• [What this exercise asks]:
[A] Please quote the VTF and VTA thread word for word, starting with "What tools do" and going on through "Thanks in advance.".
[B] In the VTF and VTA thread, list the reasons the reply gives for why there isn't a more scientific method.
[C] According to the VTF and VTA thread, what does raising the arm at the pivot generally do to the sound?

• [Selected passage]:
_ _ _ _
VTF and VTA- Constant or not?


I was wondering lately about the following questions:
What's your best, quickest method to prove that VTF and VTA/SRA have been set up correctly or close to ideal?
What tools do you need to have in measurements?

More important, I am pretty interested in knowing your invaluable experience:
Is it possible to have them "set and forget"(i.e. constant)?
If not, how frequent will you have your routine checking with the carts you have come across?

Any thoughts are welcome...
Thanks in advance.
Dan
danwkw
In an ideal world there would be an ideal setting but in this one there is not. The lack of standards in the recording industry still amazes me after almost 50 years of listening. The question you ask revolves around the degree of trouble you want to take. Some arms have calibrated height adjustment that can be altered while playing ; it is therefor possible to get an ideal setting for THAT record and write it on the cover. WAY too much trouble for me, I have used such arms and will sometimes alter the setting if a record sounds bad but have a default setting I return to after playing. The instruments used in setting up the arm are already in your possession, your ears. Get a setting that sounds right to you on most of your records and don't worry about it. Why isn't there a more scientific method? Records are cut in different labs, cartridges have their styluses at different angles, we all hear differently. Use a good alignment tool, track at the top of the recommended range and adjust the arm height to a good compromise and you will be fine. In general raising the arm at the pivot increases treble and lowers bass , lowering it has the opposite effect. I myself as well as several others I have talked to usually have the arm lower at the pivot end than the stylus end as we find it gives the best balance, but that is for you to determine. There is more lit on these questions than you would ever want to read, sites like Vinyl Engine will cover everything in great detail. I am just giving my own experience. If you had a well equipped lab it would of course be possible to arrive at an ideal setting for any particular record, but there would be no guarantee that it would be ideal for the next record. Get it to where you like it and then , as Raul says, "Relax and enjoy the music".
_ _ _ _
• [Information supplied]:
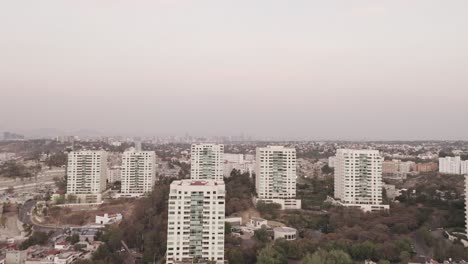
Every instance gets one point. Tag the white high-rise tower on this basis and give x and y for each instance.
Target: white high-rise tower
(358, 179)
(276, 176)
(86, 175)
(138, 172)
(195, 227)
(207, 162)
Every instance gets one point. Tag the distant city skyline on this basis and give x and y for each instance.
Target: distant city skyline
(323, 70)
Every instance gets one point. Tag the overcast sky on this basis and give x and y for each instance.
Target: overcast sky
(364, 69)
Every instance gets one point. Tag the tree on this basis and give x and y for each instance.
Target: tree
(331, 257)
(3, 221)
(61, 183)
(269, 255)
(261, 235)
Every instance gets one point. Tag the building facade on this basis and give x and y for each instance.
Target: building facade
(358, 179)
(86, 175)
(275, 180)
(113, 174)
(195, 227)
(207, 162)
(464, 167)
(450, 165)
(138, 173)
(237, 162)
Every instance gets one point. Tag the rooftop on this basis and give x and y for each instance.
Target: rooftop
_ _ _ _
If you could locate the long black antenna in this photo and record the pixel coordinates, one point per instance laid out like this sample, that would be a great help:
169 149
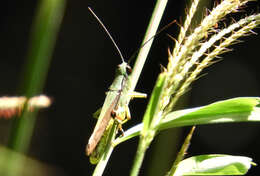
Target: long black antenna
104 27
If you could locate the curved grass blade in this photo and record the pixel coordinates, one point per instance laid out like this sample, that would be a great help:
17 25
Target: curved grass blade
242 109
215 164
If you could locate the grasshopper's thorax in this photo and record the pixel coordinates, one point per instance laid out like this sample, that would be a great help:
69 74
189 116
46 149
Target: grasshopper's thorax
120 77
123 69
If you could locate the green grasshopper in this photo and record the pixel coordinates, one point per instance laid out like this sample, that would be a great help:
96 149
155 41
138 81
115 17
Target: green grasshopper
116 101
_ _ _ _
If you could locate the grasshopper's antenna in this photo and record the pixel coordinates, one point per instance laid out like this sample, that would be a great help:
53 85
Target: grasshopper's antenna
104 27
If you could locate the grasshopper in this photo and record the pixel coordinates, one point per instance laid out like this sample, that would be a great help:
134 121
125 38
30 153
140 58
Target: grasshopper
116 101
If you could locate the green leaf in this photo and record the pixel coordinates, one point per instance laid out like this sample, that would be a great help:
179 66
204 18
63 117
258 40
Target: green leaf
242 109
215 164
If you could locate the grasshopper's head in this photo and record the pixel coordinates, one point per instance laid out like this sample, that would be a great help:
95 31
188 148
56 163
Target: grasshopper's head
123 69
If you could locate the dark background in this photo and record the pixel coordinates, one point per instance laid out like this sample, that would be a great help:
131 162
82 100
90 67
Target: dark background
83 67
_ _ _ _
• [In response]:
[A]
What tools do you need to have in measurements?

More important, I am pretty interested in knowing your invaluable experience:
Is it possible to have them "set and forget"(i.e. constant)?
If not, how frequent will you have your routine checking with the carts you have come across?

Any thoughts are welcome...
Thanks in advance.

[B]
- Records are cut in different labs.
- Cartridges have their styluses at different angles.
- We all hear differently.

[C] It increases treble and lowers bass.